__SHORT PROBLEM 1__
Gather every line of the listing below that contains the word "small", treating uppercase and lowercase letters as different.

__ARTICLE__
- Born: Florence M. Lishey November 20, 1912 Los Angeles, California, U.S.
- Died: October 26, 2006 (aged 93) Thousand Oaks, California, U.S.
- Occupations: Dancer; actress;
- Years active: 1936–1947

= Florence O'Brien (actress) =

American actress, dancer and singer (1912–2006)

Florence O'Brien (born Florence M. Lishey; November 20, 1912 – October 26, 2006) was an American film and stage actress, dancer, and singer, perhaps best known for the stage performance that directly launched her screen career, her portrayal of Sulamai in the Federal Theater Project production of Hall Johnson's folk-opera, Run Little Chillun.

==Early life and career==
Born November 20, 1912, in Los Angeles, California, O'Brien was the younger of two children of Lizzie Mae (née Jones) and Reginald Lowell Lishey. As early as August 1923, public performances by both siblings were documented by the California Eagle, when they took part in a concert staged to benefit the local YMCA, with Florence offering a vocal solo and Reginald Jr. co-starring in an original one-act play.

The neighborhood where O'Brien was raised and came of age, then known as Furlong Tract, has since become better known as South Central Los Angeles. It was there—at least one marriage, three children, and one promising but prematurely squelched theatrical debut later—that the actress first caught the eye of actor-director Clarence Muse, leading, in short order, to O'Brien landing the role of Sulamai in Muse's Federal Theater Project-sponsored 1938 revival of Hall Johnson's Run Little Chillun. (Note: As to how, exactly, the future Sulamai had come to be on Muse's radar in the first place, it was almost certainly that same squelched debut (and the attendant publicity), when visitors to the 1936 Texas Centennial Exposition had, unbeknownst to them, been denied the chance to witness that section of the vaudeville revue, Follow the Leader (i.e. the portion entitled "The Evolution of the St. Louis Blues"), wherein "the clever Florence O'Brien [was] getting over the hotcha effect". As for why and by whom this opportunity had been denied, the administrators of the exposition had evidently concluded that their upcoming booking of Orson Welles, presenting his already famous all-black version of Macbeth would be, for the festival, an absolute feather in the cap, whereas the notion of forcing audiences to witness FTL's marginally integrated cast was morally indefensible; accordingly, the inclusion of any non-white cast members in the visiting revue was banned outright. Yet despite providing what seems a textbook example of Separate but equal not quite a decade and a half prior to the Supreme Court decision deeming it unconstitutional, it did at least, on a personal level, put O'Brien in the right place, at the right time to land what would become her signature stage role.)

__SUPPLIED INFORMATION__

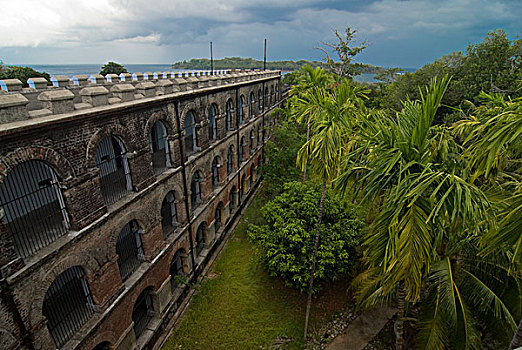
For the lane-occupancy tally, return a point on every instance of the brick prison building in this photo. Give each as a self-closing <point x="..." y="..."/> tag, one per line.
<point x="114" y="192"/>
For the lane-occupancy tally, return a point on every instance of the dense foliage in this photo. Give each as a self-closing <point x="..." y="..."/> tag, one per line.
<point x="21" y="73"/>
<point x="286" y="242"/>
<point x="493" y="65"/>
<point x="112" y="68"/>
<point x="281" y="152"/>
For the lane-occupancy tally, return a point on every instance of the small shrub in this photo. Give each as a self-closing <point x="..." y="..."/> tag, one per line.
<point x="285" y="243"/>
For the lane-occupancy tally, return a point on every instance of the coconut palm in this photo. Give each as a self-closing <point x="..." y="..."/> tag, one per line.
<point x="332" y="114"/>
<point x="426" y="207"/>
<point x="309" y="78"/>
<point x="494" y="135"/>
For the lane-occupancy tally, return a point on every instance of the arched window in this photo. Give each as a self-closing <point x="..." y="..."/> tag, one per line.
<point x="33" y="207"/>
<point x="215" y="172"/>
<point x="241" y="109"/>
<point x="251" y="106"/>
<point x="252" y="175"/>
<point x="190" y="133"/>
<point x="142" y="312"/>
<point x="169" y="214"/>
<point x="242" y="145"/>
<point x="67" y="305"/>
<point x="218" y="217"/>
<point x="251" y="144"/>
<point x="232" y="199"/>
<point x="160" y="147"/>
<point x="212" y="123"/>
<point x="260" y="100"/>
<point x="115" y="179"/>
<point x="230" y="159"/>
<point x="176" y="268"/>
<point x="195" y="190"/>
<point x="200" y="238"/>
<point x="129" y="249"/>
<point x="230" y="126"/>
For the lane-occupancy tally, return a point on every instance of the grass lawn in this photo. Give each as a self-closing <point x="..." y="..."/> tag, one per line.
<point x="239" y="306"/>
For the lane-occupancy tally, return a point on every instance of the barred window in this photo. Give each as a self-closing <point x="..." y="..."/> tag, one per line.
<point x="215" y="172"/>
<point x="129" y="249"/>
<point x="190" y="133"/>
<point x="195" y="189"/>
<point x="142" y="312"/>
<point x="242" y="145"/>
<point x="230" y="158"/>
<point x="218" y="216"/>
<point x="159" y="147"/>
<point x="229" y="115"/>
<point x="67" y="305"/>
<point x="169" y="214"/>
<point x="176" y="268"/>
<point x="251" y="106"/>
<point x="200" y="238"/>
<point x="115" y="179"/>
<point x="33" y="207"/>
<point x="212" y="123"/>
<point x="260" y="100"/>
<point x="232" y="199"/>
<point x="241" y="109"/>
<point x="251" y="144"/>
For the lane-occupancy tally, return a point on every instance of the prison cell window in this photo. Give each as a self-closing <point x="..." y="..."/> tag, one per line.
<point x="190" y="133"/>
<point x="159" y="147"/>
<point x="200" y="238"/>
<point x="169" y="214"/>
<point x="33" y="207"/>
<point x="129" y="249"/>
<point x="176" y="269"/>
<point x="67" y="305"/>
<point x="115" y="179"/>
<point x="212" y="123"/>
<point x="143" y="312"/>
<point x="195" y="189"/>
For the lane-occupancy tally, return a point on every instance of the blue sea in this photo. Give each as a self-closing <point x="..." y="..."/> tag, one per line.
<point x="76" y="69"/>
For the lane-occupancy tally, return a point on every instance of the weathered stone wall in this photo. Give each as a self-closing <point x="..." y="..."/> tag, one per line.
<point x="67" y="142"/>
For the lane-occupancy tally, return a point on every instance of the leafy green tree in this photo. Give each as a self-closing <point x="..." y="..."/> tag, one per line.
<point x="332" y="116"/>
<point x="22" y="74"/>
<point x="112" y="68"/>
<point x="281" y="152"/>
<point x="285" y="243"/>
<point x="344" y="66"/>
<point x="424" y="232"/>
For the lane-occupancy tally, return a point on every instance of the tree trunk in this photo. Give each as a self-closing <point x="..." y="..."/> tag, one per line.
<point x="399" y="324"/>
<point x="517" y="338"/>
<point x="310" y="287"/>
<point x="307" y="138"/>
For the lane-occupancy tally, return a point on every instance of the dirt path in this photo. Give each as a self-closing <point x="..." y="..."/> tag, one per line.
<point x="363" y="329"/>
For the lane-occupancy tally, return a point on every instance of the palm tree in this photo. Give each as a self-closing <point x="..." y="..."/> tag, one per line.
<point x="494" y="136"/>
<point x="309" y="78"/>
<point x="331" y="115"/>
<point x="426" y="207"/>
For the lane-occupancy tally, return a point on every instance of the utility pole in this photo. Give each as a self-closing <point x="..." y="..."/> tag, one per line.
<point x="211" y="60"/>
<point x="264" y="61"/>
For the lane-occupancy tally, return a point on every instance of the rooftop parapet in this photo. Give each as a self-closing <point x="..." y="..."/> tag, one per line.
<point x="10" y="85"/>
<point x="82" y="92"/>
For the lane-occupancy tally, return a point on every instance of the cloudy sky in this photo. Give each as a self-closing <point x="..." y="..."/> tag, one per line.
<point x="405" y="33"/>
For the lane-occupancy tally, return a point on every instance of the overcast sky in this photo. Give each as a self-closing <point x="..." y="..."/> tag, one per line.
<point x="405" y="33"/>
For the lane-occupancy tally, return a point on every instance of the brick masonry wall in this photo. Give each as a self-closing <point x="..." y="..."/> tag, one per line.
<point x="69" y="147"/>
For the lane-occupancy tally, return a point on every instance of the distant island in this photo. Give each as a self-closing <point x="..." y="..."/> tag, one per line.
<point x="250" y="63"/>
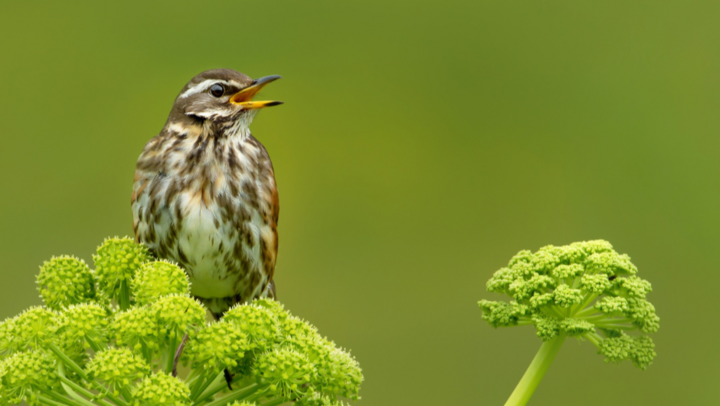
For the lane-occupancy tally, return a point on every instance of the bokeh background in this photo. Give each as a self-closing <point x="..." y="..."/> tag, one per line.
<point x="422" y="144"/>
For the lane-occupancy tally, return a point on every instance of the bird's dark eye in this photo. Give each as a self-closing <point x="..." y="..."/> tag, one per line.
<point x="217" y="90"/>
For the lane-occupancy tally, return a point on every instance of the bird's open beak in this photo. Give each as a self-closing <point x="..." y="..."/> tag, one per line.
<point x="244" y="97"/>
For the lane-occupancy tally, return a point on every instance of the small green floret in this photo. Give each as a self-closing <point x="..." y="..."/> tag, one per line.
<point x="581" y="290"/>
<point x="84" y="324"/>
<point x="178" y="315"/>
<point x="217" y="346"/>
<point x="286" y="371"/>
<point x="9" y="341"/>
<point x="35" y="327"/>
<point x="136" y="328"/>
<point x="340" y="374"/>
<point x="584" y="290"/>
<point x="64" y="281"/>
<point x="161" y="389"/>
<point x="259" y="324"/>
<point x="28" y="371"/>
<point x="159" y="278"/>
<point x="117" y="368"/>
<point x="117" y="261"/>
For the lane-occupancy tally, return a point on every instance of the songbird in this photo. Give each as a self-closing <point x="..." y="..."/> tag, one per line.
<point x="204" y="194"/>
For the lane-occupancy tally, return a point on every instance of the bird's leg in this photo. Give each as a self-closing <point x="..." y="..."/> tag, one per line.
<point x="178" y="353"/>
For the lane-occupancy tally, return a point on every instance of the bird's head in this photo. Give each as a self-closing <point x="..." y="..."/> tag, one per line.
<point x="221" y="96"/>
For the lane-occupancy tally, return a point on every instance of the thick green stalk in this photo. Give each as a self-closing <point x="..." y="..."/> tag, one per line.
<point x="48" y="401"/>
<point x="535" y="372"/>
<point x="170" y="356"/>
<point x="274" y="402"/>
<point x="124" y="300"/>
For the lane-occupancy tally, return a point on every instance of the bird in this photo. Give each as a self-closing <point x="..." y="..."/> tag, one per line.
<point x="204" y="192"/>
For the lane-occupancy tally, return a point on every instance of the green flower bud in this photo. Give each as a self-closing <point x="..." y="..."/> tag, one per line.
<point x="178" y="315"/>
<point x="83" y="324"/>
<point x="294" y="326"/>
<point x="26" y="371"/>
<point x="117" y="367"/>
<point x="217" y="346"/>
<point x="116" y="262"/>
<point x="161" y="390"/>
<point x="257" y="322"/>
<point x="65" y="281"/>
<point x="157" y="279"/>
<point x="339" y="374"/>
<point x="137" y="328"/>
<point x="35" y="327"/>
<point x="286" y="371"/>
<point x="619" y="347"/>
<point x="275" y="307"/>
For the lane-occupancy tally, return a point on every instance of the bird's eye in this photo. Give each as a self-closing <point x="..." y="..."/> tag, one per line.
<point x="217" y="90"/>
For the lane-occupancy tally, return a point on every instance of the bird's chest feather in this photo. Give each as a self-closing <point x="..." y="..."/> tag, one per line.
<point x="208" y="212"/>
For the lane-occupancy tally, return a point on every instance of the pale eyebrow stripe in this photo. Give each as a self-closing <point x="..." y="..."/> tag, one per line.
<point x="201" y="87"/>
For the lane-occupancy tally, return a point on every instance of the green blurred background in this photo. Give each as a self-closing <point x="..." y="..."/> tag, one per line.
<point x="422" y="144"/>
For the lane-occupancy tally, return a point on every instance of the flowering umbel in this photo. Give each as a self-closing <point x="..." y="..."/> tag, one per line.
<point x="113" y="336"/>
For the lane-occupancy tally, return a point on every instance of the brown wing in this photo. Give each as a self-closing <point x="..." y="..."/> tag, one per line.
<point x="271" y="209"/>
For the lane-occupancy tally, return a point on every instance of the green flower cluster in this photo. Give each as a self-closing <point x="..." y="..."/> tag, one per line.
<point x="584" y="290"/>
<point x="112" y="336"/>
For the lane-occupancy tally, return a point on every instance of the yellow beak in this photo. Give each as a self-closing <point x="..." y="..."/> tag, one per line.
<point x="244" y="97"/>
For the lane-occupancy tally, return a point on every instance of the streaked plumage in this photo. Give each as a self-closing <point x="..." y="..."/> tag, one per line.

__SHORT PROBLEM 2__
Reproduce the Florence O'Brien article above word for word, from "- Born: Florence" up to and including "and singer (1912–2006)".

__FINAL ANSWER 1__
For the lane-occupancy tally, return a point on every instance of the small shrub in this photo. Give each as a self-closing <point x="..." y="..."/> tag, one per line.
For the lane-occupancy tally, return a point on every instance of the small green floret in this photo. Give each as a self-closing <point x="..." y="..."/> tag, one per line.

__FINAL ANSWER 2__
- Born: Florence M. Lishey November 20, 1912 Los Angeles, California, U.S.
- Died: October 26, 2006 (aged 93) Thousand Oaks, California, U.S.
- Occupations: Dancer; actress;
- Years active: 1936–1947

= Florence O'Brien (actress) =

American actress, dancer and singer (1912–2006)